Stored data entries
________
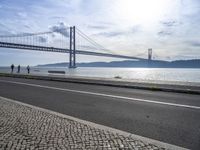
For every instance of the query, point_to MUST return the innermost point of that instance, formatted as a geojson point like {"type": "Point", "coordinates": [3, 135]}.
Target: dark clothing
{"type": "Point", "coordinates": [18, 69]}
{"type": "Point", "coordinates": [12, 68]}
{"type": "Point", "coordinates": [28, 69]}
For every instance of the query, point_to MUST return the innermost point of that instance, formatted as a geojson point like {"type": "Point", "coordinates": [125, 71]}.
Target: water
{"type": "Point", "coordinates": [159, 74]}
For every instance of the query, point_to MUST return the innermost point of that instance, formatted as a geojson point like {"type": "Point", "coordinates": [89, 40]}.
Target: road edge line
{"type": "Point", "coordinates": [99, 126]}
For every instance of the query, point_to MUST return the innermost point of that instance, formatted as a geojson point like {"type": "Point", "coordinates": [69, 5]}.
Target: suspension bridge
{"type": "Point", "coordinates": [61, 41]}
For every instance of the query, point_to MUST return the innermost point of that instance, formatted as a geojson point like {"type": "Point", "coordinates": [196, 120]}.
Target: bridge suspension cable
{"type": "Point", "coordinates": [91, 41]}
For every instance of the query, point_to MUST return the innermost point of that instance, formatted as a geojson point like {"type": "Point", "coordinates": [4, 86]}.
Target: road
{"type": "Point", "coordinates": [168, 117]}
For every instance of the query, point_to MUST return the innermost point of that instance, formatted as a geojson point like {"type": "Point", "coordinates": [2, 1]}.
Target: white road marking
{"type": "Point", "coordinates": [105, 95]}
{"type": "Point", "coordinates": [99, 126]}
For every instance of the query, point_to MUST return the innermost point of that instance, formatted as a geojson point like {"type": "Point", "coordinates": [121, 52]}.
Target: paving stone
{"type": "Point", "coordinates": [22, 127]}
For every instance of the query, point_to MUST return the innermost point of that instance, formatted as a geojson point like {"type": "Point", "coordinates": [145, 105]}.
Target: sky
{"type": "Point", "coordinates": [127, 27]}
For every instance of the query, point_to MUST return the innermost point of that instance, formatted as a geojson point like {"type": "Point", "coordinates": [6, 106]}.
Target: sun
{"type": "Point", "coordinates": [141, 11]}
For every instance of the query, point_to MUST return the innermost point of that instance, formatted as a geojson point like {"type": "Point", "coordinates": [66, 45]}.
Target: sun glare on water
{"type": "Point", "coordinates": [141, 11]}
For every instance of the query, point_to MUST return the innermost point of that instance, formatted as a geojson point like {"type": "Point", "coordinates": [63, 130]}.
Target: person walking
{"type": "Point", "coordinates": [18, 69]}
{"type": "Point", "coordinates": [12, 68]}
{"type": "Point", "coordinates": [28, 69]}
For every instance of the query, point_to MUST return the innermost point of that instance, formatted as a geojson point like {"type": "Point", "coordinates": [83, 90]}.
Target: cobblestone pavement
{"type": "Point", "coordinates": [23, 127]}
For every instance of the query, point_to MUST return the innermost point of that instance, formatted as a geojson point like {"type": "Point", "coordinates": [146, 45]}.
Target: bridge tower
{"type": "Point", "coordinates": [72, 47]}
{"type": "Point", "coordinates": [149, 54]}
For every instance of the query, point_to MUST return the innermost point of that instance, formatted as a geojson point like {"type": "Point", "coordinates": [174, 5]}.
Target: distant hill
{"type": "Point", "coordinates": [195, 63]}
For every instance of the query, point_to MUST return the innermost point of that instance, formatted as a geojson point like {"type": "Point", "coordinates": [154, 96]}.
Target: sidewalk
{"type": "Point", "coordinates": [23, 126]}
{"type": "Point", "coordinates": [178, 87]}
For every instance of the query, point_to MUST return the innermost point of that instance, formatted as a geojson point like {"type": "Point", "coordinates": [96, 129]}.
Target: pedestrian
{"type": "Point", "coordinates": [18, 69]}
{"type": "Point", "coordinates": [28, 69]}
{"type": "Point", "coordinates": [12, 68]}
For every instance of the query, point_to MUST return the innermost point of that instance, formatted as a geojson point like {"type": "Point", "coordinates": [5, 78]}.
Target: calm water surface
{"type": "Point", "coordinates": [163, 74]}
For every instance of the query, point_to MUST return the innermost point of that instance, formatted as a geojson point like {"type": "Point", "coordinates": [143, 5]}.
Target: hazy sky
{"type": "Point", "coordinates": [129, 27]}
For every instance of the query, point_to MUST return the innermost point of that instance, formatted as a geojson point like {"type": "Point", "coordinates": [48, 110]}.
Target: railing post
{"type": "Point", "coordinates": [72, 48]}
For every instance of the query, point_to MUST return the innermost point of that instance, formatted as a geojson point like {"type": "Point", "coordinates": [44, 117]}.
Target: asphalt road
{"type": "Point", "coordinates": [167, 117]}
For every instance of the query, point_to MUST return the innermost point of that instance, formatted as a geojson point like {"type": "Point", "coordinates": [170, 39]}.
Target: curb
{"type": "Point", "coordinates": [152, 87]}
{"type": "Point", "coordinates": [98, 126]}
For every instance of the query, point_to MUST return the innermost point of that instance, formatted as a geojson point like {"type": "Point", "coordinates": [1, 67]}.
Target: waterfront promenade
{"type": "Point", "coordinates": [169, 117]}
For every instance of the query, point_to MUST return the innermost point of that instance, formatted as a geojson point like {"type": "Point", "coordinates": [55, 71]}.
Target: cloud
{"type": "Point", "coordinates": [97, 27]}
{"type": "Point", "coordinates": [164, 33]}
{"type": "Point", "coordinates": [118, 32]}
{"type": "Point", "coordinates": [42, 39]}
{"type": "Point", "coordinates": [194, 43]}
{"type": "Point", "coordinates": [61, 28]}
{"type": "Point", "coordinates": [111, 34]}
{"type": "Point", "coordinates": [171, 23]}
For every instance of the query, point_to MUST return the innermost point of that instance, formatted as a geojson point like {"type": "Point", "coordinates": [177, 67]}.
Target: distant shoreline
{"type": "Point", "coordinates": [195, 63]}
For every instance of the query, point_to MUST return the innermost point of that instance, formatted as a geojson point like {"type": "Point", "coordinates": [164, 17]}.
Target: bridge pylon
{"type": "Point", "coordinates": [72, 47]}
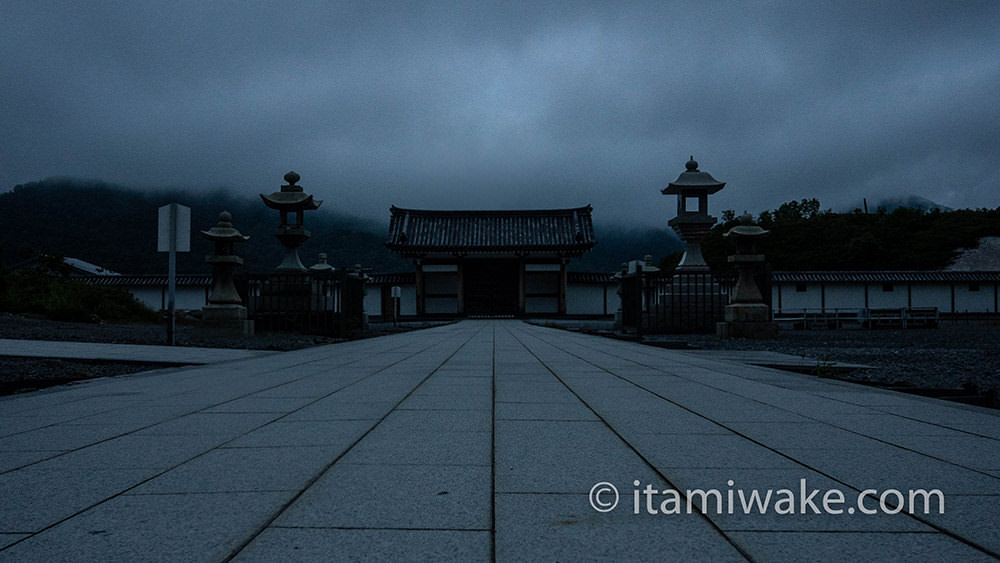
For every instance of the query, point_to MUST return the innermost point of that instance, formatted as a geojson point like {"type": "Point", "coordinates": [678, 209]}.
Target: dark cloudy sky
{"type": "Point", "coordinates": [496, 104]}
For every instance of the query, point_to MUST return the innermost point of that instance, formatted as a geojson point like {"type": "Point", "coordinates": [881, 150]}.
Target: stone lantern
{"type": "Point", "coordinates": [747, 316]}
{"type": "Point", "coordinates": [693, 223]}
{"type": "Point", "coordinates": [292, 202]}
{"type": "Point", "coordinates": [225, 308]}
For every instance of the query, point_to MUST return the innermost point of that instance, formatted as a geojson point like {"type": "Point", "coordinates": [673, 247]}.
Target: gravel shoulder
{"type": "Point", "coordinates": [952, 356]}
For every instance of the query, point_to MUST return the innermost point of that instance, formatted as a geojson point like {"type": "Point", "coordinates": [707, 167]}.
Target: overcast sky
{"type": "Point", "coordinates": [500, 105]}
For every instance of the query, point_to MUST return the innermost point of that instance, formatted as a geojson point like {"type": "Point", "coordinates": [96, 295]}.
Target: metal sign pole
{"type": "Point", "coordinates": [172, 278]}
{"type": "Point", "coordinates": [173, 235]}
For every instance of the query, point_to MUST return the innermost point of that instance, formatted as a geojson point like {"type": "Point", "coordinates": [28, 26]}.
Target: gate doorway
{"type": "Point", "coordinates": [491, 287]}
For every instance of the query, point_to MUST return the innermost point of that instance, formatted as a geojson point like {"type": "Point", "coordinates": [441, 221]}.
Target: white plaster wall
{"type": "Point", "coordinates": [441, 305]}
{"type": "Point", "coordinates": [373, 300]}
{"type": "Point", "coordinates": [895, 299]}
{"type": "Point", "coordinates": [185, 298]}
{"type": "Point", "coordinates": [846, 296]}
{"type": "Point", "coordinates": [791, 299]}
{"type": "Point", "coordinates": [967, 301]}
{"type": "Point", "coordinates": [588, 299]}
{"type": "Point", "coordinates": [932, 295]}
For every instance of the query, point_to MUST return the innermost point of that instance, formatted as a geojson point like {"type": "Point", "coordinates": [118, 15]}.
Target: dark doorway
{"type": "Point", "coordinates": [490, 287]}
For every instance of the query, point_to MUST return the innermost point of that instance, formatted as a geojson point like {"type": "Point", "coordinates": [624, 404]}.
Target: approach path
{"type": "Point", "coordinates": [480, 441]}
________
*BRIEF*: An exact copy of every line from the one containing "Target: gate doorway" through the last line of the entries is required; please add nothing.

*EXPECTED OUTPUT*:
Target: gate doorway
{"type": "Point", "coordinates": [491, 287]}
For every instance of the query, point_to MUST return the innermost point of that instance, formatted as a geojson point like {"type": "Point", "coordinates": [441, 221]}.
Target: white plaster wall
{"type": "Point", "coordinates": [441, 305]}
{"type": "Point", "coordinates": [373, 300]}
{"type": "Point", "coordinates": [895, 299]}
{"type": "Point", "coordinates": [185, 298]}
{"type": "Point", "coordinates": [846, 296]}
{"type": "Point", "coordinates": [791, 299]}
{"type": "Point", "coordinates": [967, 301]}
{"type": "Point", "coordinates": [588, 299]}
{"type": "Point", "coordinates": [932, 295]}
For every instance of the query, point_to MUST return the innermost point of that instance, formatted as a geojson point like {"type": "Point", "coordinates": [118, 15]}.
Target: dark doorway
{"type": "Point", "coordinates": [490, 287]}
For every instance of the query, point_to MUST return the innermost point of that instance, formatted as a geojson point like {"type": "Point", "coordinates": [624, 404]}.
Target: approach path
{"type": "Point", "coordinates": [480, 441]}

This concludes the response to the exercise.